YOUR INSTRUCTIONS: Edit every item below by changing "Habitat-count request" to "Point-label request" wherever it occurs. Keep the rest of each item unchanged.

SUPPLIED RECORDS:

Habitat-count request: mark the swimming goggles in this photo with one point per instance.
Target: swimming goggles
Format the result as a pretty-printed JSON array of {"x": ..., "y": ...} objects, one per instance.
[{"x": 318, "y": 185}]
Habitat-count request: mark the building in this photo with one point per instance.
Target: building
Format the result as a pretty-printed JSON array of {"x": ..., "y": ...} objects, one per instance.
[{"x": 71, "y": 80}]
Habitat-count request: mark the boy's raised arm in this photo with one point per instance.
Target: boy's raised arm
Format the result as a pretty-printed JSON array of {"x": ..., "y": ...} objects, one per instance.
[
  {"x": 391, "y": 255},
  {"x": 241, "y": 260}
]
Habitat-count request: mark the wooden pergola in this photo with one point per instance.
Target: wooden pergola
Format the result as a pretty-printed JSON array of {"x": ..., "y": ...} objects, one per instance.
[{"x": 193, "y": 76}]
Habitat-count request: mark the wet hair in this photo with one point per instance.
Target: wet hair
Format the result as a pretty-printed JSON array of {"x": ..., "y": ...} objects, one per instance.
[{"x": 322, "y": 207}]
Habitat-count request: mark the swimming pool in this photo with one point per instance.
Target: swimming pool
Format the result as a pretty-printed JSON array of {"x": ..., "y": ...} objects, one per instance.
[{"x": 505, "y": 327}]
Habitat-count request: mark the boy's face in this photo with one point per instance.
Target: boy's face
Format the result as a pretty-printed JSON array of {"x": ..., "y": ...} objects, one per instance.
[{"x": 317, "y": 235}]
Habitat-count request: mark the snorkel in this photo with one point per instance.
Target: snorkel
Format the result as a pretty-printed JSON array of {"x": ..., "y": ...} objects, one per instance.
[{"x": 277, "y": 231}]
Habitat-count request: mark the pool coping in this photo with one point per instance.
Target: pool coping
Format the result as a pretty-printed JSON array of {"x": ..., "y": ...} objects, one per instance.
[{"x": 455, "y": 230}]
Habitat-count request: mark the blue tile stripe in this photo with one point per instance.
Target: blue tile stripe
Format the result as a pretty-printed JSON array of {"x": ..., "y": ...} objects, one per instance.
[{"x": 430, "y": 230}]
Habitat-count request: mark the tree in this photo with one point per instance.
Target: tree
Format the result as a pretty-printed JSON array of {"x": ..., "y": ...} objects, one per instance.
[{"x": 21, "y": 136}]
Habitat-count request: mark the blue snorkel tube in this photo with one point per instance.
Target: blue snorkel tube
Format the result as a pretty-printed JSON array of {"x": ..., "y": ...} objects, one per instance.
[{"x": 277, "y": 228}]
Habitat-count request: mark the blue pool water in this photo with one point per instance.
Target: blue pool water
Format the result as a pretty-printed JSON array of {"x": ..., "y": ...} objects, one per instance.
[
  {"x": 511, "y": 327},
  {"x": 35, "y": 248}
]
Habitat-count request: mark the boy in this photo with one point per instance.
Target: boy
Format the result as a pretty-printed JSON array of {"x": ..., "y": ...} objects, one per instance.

WRITTEN SOLUTION:
Point-label request: mark the swimming goggles in this photo with one point per instance.
Target: swimming goggles
Format the result as a pretty-printed JSON array of {"x": ..., "y": ...} objects, one per instance.
[{"x": 318, "y": 185}]
Point-label request: mark the building in this photo with one point per instance.
Target: building
Format the result as a pretty-printed JSON array of {"x": ..., "y": ...} objects, one per instance.
[{"x": 71, "y": 80}]
Point-label request: mark the boy's raised arm in this photo with one point per instance.
Target: boy's raised arm
Format the result as a pretty-printed JSON array of {"x": ..., "y": ...} objects, one per instance.
[
  {"x": 391, "y": 255},
  {"x": 241, "y": 260}
]
Point-label request: mark the wooden pergola in this photo with one point per instance.
Target: wooden pergola
Format the result as a pretty-printed JSON array of {"x": ..., "y": ...} objects, one per instance.
[{"x": 193, "y": 76}]
Point-label request: mark the wet hair in this photo with one point per instance.
Target: wet hair
Format the result as a pretty-printed JSON array of {"x": ..., "y": ...} objects, one per instance.
[{"x": 322, "y": 207}]
Point-label request: mark the swimming pool in this photo with one point per instance.
Target: swimming pool
Format the result as a pretty-printed JSON array of {"x": ..., "y": ...} objects, one per instance.
[{"x": 505, "y": 327}]
Point-label request: mark the boy's face in this photo with one point per instance.
Target: boy's face
Format the result as a pretty-printed JSON array of {"x": ..., "y": ...} objects, one per instance.
[{"x": 317, "y": 235}]
Point-label request: mark the snorkel in this photo with one point per instance.
Target: snorkel
Format the result as a pretty-printed JSON array of {"x": ..., "y": ...} objects, one per instance.
[{"x": 277, "y": 231}]
Point-label request: mark the pool coping in this photo with one point per instance.
Target: pool coping
Format the result as a pretty-printed JSON array of {"x": ..., "y": ...} objects, one per instance.
[{"x": 455, "y": 230}]
Point-label request: mark the blue tile stripe in this photo with one point per instance.
Target: blue tile stripe
Format the result as a pretty-printed JSON array of {"x": ..., "y": ...} objects, one per instance.
[{"x": 430, "y": 230}]
Point-label request: mark the tree in this photo with one point per instance.
Target: tree
Format the result as a pretty-printed JSON array of {"x": ..., "y": ...} objects, one per instance.
[{"x": 21, "y": 136}]
Point-label request: mark the blue snorkel tube in this photo with one point per instance.
Target: blue snorkel tube
Format the result as a pretty-printed JSON array of {"x": ..., "y": ...} objects, one per instance.
[{"x": 277, "y": 228}]
Point-label request: mark the blue pool water in this photo with one point per instance.
Target: blue pool water
Format the result as a pretty-printed JSON array of {"x": ..., "y": ...} objects, one per instance.
[
  {"x": 511, "y": 327},
  {"x": 35, "y": 248}
]
Point-label request: mark the boy in this photo with one point per instance.
Target: boy
Format the result as a pretty-printed JSON array of {"x": ..., "y": ...} objects, one per instance.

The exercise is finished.